Your goal:
Each entry below should be echoed exactly, with pictures omitted.

^^^^^^^^

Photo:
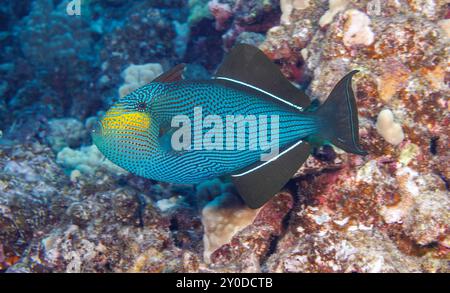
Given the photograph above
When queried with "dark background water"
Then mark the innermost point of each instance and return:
(55, 65)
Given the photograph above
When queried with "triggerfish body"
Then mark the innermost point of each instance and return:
(178, 131)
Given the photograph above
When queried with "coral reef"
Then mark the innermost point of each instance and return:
(136, 76)
(65, 208)
(86, 160)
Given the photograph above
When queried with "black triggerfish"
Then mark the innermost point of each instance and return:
(248, 122)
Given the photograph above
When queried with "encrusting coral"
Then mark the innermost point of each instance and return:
(136, 76)
(390, 130)
(76, 212)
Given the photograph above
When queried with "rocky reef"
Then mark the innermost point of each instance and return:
(65, 208)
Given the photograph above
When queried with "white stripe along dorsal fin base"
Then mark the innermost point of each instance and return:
(260, 90)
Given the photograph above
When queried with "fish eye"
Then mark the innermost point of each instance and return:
(141, 106)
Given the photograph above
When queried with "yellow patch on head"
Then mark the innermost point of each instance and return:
(119, 119)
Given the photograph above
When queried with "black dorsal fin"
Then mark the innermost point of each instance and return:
(174, 74)
(260, 182)
(248, 64)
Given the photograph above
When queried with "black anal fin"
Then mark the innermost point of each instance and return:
(257, 184)
(248, 64)
(174, 74)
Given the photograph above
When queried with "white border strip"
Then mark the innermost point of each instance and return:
(271, 160)
(258, 89)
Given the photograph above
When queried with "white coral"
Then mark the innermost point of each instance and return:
(222, 218)
(391, 131)
(87, 160)
(357, 30)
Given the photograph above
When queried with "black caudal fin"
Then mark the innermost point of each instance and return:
(260, 182)
(340, 117)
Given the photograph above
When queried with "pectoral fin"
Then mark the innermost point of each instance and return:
(258, 183)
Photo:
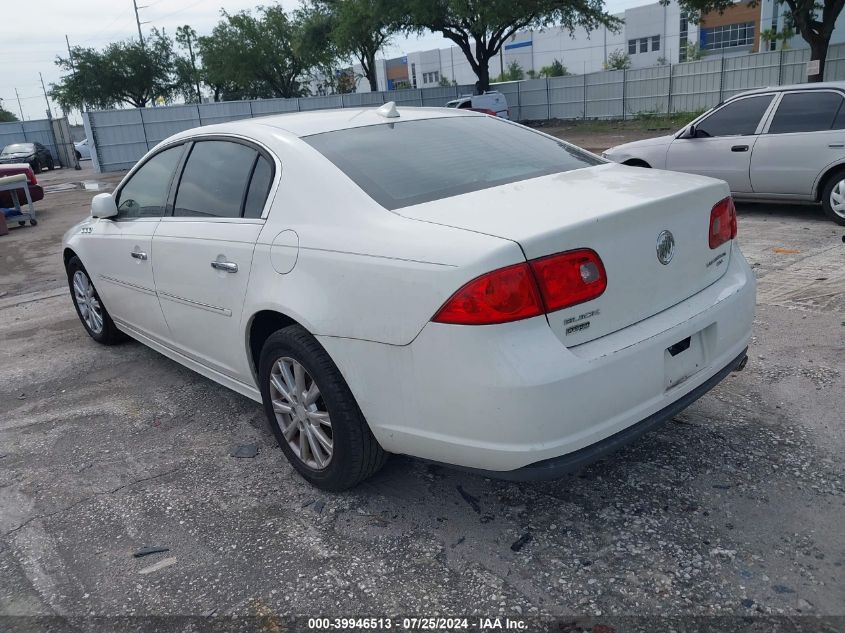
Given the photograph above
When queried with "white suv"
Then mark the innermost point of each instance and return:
(779, 144)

^^^^^^^^

Exercise result:
Photo:
Given the photograph above
When queried with "dark background water"
Then mark the innermost point of each instance and return:
(55, 65)
Given the photograph above
When queried with "triggerfish body"
Then mark the innermost point of each instance and return:
(178, 131)
Given the photograph above
When queried with "coral reef"
Then mark the innermost point of each instance and return:
(136, 76)
(65, 208)
(86, 160)
Given the photograph above
When queried with "black triggerfish"
Then mark the innermost point of each instance and return:
(248, 122)
Given the photograph above
When queried with "encrusting coral"
Then mark the innermost point of each instance and return:
(136, 76)
(390, 130)
(76, 212)
Given the photograph above
When queried with "rocky reef"
Then mark the innermost point of each instance and return:
(65, 208)
Given the photograph above
When queried with "white stripe along dorsal fin base"
Then mark the innermost point of each instance and return:
(260, 90)
Given the photograph above
When queried with "fish eye"
Then mark the innermost point of each instance and return:
(141, 106)
Given the photograph above
When queried with "yellow patch on head"
Then mark the innermost point of each instance and return:
(119, 119)
Given the photograph above
When queried with "black dorsal fin"
Then mark the innermost point of each instance and return:
(174, 74)
(260, 182)
(248, 64)
Given the photograph above
When queried with "black anal fin"
Then mark the innermost point of each instance and return:
(257, 184)
(248, 64)
(174, 74)
Given the photograph above
When queried with "white border strip"
Then mark the innermost point of each instance and return:
(271, 160)
(258, 89)
Given the photograph above
When queried with "white coral"
Then mark the innermost point of each instance and return:
(222, 218)
(391, 131)
(87, 160)
(357, 30)
Given the photograph above
When queried with "black caudal fin"
Then mark the innermost point of each instance and return:
(260, 182)
(340, 117)
Given the photograph above
When queried with "pectoral fin"
Then mark the innermost point of each instance and return:
(258, 183)
Photo:
Given the photograph above
When queried with "white suv"
Then mark the innermost point of each instance and return:
(779, 144)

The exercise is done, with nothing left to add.